(SUPPLIED PASSAGE)
Fun food fact: if you put lemons and limes in water, lemons will float and limes will sink. Lemons float even though they are heavier than limes. Lemons are larger, but they have a lower density than limes, and their rinds have dimples that trap air that helps them float. Limes are smaller, denser, and their rinds are smoother and less able to trap air.

This is one of those “try this at home” fun food tricks. In fact, if you add a little freshly squeezed lemon or lime fresh water, this is an easy way to develop less of a sweet tooth and drink more water because it’s got some taste. So good for you!

 

What Is a Diet?

What is a “diet,” anyway? Some people use the term for what they normally eat. It may be somewhat restrictive, such as being a vegetarian or vegan, or adhering to certain restrictions for medical reasons. Others are on the “see-food” diet, which is pretty self-explanatory!

But most of us think of a “diet” as a no-fun, temporary regimen to help us lose weight.
What’s your first emotional reaction to the word diet? (more on this in a sec)

 

Why Diets Don’t Work (for the Average Person)

So, have you been on the diet roller coaster and frustrated with repeated failures?

Most people have heard the statistic that 98% of all diets fail, but few people really understand why.

It’s not only about stress, long-term sustainability, and lack of willpower. It’s much more.

Yes, in many cases you lose weight fast, but…

… diets fail because:

  • You feel deprived, and this can lead to binge cycles not to mention feeling badly about yourself (and even more emotional eating)
  • Your body responds to overly restrictive diets by going into fat-storage mode because it thinks it’s starving
  • Very restrictive diets deprive your body of essential nutrients; and when your body craves a nutrient, it will send out the “hungry” signal that’s really hard to ignore
  • Diets are designed to be temporary
  • Diets don’t always teach you about healthy eating (although some do)
  • Diets take all the pleasure out of eating
  • They’re often expensive… and since 98% don’t work, a huge waste of money
  • And reason #1… excess weight is a symptom. If you don’t address the cause, you’ll soon revert to the habits that caused the weight gain in the first place (this applies to everyone, not just emotional eaters).

Those are the reasons diets fail the average person.

There’s more to it, for emotional eaters.

 

Why Diets Fail Emotional Eaters

Going on a diet is an artificial way to lose weight (as opposed to naturally through more exercise, eating less, and cutting out foods that promote weight gain like sugar or flour). It’s not a natural state. This artificial imposition of a diet, and the resulting faster weight loss, doesn’t work for emotional eaters because we can’t handle being in a suddenly thinner body.

Everyone’s body has a physiological set point where the metabolism has adapted to maintaining a certain weight (whether you consider that weight to be your ideal weight is another story). It’s just how your body has calibrated itself over time. You can reset this physiological set point fairly easily with slow and consistent weight loss that gives your body a chance to adapt.

But for emotional eaters, it’s the psychological and emotional component of being in a thinner body that causes problems.

Diets are seductive. We imagine how sexy we’ll feel when we drop the weight. We imagine how attractive (and popular, and liked) people will see us.

And so we say yes to diets. We go on a diet because we’re sick of the weight and we want it gone now. We’re sick of being fat, not fitting into our clothes, being unhealthy, and feeling unattractive and we want to look and feel great NOW.

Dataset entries
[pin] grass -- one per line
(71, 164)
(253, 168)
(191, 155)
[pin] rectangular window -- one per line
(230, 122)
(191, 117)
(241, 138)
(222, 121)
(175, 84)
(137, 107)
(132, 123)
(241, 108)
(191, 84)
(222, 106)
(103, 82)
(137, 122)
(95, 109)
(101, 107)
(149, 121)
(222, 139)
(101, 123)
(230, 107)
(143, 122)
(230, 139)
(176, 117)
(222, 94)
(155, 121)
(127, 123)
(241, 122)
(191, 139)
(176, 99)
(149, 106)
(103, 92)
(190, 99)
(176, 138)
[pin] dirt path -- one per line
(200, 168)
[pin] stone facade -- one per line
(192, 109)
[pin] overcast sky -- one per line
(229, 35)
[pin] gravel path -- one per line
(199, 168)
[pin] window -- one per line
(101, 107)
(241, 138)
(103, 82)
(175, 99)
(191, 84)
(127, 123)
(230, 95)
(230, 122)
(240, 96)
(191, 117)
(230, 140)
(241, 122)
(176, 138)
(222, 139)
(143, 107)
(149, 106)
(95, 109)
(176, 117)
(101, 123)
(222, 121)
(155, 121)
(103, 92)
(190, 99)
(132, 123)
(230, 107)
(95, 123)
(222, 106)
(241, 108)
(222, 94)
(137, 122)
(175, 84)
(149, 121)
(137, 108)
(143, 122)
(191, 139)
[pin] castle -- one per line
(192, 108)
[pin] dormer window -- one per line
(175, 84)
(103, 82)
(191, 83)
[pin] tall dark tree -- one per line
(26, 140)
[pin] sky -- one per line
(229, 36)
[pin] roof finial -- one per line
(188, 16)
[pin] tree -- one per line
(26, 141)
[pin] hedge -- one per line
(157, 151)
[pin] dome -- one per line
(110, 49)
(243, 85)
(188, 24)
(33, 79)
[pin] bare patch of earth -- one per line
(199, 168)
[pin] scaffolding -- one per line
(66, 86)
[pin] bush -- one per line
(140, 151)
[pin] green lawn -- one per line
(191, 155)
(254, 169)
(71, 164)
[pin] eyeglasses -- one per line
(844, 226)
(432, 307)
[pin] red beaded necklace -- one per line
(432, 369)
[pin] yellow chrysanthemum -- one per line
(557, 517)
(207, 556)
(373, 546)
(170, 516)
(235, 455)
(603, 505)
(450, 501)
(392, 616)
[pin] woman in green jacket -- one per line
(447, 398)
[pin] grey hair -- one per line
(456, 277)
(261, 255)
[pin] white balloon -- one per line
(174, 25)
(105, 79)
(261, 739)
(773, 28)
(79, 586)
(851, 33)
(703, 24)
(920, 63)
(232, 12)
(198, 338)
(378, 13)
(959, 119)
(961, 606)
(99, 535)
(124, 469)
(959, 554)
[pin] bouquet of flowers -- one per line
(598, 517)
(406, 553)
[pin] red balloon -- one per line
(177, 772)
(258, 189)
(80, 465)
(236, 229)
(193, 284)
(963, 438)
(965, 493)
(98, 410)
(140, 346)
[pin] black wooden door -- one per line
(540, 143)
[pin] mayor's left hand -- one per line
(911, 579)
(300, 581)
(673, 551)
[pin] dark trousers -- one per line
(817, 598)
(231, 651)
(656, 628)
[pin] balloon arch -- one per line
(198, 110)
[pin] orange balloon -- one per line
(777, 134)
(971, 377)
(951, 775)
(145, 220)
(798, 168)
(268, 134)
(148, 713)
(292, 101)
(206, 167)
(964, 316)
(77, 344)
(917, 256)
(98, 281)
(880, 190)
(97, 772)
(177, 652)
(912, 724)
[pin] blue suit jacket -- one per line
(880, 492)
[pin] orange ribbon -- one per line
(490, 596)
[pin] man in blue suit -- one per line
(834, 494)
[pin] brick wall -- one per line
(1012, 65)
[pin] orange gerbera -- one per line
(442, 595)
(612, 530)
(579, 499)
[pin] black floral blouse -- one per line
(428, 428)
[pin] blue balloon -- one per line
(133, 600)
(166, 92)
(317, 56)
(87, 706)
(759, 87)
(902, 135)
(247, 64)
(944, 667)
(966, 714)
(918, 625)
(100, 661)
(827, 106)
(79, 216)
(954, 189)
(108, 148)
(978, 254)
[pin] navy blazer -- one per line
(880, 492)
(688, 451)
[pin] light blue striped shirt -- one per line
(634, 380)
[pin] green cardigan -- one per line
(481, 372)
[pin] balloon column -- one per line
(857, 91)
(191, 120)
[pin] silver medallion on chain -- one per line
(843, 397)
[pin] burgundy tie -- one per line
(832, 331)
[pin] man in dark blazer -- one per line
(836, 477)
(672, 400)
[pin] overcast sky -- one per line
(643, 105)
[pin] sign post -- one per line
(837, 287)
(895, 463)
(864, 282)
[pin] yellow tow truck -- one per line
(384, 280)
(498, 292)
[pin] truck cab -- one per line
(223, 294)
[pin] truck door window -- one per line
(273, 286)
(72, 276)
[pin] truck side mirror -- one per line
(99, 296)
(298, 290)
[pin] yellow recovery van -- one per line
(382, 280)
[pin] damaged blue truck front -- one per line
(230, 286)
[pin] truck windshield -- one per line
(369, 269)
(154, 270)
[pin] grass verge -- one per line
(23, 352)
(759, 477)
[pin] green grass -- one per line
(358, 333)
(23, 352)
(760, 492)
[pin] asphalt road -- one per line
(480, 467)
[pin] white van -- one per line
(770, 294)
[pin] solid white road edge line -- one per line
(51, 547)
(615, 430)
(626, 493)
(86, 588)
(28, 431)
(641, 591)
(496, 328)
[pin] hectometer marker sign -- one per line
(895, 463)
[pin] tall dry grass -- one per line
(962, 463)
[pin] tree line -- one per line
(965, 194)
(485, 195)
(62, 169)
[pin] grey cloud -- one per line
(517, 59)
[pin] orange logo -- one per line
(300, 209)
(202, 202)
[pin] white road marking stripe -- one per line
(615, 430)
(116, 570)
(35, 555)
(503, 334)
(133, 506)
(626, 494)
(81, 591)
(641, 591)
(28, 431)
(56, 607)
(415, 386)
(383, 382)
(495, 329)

(ACTIVITY LIST)
1/ According to the diet article, what lets lemons float even though they are heavier than limes?
2/ Do these statements agree with the diet article? Answer yes or no for each, and quote the words that decide it.
(a) Most people have heard that 98% of all diets fail.
(b) Lime rinds have dimples that trap air.
(c) A body's physiological set point can be reset through fast weight loss.
This material is separate from the diet article.

(ANSWERS FOR THE TASKS)
1/ Lemons have a lower density than limes, and the dimples in their rinds trap air.

2/
(a) Yes: "Most people have heard the statistic that 98% of all diets fail"
(b) No: "their rinds are smoother and less able to trap air"
(c) No: "with slow and consistent weight loss that gives your body a chance to adapt"